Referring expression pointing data

┄┄┄┄┄┄┄┄┄┄

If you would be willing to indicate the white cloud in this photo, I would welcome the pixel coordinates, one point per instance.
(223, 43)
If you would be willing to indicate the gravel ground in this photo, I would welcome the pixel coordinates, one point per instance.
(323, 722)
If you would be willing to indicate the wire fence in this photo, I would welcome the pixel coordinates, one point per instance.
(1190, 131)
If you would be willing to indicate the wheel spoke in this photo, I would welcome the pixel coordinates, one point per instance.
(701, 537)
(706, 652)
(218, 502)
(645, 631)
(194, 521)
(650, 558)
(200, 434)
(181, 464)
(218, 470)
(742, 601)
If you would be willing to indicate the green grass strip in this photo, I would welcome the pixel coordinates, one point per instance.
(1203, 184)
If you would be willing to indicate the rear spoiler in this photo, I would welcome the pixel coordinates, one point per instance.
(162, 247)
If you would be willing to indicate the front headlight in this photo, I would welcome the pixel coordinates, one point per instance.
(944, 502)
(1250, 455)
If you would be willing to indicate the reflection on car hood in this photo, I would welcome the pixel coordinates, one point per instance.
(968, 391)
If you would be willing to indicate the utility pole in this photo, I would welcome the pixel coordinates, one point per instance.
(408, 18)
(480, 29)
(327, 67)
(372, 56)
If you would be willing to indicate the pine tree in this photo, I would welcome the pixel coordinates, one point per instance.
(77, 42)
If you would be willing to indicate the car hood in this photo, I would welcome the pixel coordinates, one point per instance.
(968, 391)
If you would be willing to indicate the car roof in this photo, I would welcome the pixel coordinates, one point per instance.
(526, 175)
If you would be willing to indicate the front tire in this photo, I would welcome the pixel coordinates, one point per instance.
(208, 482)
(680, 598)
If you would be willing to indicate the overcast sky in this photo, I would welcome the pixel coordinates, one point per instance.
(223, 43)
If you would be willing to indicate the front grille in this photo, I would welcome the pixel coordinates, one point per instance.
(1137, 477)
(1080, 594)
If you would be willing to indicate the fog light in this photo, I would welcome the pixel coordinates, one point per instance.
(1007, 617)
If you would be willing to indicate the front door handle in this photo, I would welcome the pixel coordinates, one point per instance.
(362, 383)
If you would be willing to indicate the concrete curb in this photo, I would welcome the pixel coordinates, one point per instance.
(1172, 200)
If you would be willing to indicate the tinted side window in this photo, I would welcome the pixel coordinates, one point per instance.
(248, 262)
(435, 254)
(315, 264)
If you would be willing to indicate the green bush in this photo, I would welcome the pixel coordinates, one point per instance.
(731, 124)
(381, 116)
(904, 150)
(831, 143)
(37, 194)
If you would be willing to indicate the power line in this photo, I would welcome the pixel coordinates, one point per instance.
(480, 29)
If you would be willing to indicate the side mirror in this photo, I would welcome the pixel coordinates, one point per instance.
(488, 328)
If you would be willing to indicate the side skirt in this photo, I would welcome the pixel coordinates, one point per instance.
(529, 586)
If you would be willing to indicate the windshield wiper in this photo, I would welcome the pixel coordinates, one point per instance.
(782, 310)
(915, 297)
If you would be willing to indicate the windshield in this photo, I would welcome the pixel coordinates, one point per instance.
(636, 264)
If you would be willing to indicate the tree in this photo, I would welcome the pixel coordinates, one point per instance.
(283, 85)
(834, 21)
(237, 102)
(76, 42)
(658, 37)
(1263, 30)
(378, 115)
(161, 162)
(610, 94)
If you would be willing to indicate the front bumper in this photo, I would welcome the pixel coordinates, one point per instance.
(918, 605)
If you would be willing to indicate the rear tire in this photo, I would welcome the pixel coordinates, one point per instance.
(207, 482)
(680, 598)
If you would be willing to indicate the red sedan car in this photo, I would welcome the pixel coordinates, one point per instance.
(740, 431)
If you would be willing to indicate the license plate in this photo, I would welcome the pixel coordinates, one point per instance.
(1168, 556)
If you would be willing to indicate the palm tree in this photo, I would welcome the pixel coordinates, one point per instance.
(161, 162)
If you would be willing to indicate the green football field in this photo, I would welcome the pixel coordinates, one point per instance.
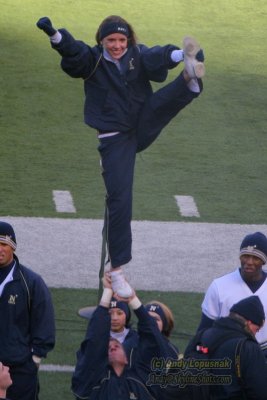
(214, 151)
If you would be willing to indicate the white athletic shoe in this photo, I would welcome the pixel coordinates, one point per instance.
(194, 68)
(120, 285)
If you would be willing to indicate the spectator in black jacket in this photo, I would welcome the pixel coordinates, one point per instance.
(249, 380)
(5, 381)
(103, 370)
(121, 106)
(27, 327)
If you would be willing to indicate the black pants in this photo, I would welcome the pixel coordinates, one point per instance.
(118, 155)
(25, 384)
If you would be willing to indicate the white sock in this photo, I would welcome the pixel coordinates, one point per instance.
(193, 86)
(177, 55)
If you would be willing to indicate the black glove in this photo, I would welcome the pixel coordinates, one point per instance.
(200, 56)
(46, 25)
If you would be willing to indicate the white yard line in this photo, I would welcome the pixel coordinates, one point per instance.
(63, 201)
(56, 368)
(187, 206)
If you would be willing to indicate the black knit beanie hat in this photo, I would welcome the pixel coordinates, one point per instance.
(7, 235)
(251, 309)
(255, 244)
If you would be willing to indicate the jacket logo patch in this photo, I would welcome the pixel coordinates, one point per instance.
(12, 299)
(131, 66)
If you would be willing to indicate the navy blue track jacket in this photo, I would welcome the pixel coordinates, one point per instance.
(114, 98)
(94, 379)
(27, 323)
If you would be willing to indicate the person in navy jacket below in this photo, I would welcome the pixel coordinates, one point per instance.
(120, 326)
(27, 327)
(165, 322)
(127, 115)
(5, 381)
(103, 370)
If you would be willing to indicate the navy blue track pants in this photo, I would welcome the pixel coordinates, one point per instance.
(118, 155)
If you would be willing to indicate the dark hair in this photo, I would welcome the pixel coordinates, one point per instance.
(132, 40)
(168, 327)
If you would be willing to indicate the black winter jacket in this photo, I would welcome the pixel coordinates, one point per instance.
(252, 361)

┄┄┄┄┄┄┄┄┄┄

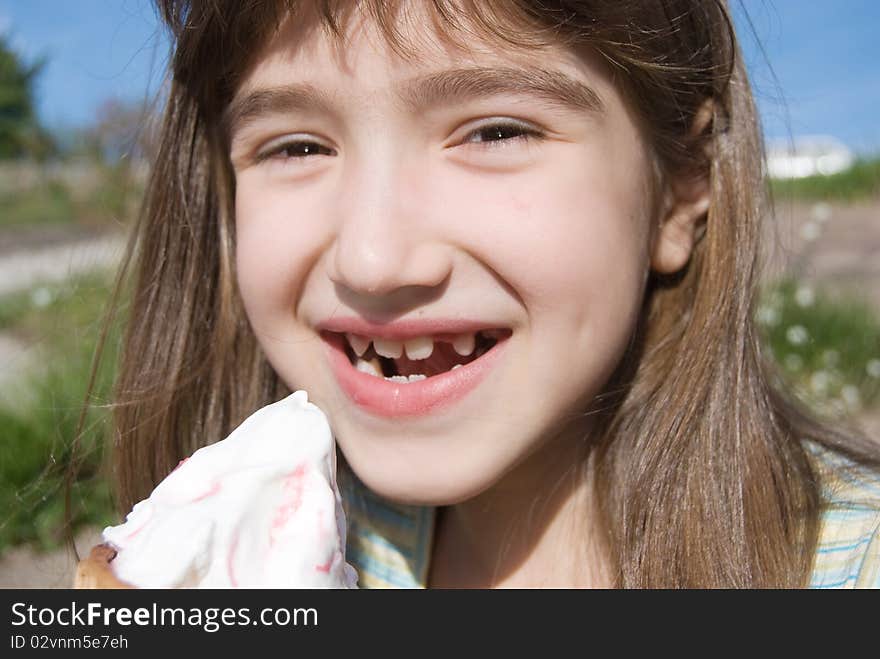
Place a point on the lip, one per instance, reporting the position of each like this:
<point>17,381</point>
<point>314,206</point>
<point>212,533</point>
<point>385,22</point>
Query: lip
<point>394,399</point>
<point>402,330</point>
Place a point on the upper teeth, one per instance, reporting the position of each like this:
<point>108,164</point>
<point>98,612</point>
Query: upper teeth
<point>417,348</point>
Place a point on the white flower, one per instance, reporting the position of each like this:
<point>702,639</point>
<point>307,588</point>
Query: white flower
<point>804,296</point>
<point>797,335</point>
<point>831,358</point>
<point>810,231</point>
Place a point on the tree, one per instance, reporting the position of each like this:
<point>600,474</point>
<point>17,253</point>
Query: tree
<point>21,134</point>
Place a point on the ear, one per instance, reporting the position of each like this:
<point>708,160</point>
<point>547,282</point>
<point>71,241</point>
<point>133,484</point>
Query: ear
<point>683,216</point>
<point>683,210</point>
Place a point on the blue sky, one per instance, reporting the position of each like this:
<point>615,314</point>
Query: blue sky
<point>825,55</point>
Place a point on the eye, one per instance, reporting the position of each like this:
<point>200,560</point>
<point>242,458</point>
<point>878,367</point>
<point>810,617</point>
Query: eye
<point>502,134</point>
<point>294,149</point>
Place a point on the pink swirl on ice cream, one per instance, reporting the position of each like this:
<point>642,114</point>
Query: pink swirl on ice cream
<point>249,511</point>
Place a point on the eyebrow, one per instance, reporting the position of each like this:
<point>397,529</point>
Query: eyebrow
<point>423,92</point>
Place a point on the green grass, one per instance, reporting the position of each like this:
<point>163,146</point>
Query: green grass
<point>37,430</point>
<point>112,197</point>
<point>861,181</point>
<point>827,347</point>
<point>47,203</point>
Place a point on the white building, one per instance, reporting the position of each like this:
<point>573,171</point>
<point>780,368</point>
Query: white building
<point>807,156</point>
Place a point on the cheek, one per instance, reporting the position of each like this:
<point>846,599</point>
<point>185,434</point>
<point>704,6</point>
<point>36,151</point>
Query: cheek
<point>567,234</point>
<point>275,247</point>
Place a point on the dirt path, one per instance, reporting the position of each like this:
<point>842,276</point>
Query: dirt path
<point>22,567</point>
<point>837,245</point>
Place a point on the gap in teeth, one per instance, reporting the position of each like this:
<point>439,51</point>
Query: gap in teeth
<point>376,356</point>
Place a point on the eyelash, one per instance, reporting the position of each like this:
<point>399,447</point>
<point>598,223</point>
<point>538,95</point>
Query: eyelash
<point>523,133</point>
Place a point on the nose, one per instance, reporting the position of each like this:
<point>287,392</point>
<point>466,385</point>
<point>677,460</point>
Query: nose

┄┄┄┄┄┄┄┄┄┄

Work to complete:
Every line from the line containing "<point>600,474</point>" through the line containing "<point>133,484</point>" in the records above must be retyped exactly. Leave out the rest.

Written answer:
<point>600,474</point>
<point>17,253</point>
Query: tree
<point>21,134</point>
Place a point on the ear, one per instance, reporting the position of each like this:
<point>708,160</point>
<point>547,282</point>
<point>71,241</point>
<point>133,484</point>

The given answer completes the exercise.